* Your instructions
For the string "Task", find every matching line in the records and copy it.

[Records drawn from a dataset]
- Opening Delimiter -

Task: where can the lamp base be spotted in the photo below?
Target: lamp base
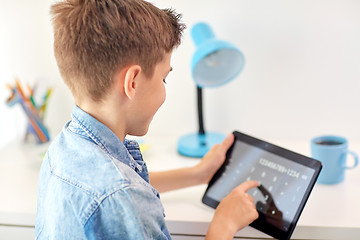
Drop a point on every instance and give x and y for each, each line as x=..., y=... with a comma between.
x=197, y=145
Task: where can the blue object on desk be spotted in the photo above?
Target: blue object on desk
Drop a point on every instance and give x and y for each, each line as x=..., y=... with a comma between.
x=214, y=63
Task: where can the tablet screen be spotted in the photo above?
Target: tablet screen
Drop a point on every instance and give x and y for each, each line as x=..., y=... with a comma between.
x=285, y=181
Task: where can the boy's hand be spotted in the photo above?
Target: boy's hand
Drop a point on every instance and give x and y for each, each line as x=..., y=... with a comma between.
x=235, y=211
x=212, y=161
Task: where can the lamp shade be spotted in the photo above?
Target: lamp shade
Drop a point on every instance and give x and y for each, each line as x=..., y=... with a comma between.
x=215, y=62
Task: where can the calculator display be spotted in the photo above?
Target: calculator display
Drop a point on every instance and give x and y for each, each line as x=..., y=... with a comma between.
x=283, y=183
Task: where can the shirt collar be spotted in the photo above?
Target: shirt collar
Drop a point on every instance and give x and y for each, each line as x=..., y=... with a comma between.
x=101, y=135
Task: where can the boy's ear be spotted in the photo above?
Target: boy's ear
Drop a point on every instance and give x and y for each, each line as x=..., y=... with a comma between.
x=130, y=83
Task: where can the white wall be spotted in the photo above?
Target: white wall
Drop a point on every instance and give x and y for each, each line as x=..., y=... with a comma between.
x=301, y=79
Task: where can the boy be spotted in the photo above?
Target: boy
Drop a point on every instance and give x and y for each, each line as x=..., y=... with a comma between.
x=114, y=55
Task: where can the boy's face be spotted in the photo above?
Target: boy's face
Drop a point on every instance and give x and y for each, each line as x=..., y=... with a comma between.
x=150, y=95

- Closing Delimiter -

* Answer space
Task: where can the lamp base be spotted in the photo below?
Task: where can the blue object on desk be spotted in the photo above?
Task: where can the tablet screen be spotted in the photo above?
Task: where can the boy's hand be spotted in the photo above?
Task: where can the lamp shade be spotted in the photo above?
Task: where can the calculator display be spotted in the photo above?
Task: where can the shirt collar be spotted in the photo above?
Task: where can the boy's ear be spotted in the photo above?
Task: where can the white wall be spotted in the photo above?
Task: where can the boy be spotted in the photo above?
Task: where can the boy's face be spotted in the photo above?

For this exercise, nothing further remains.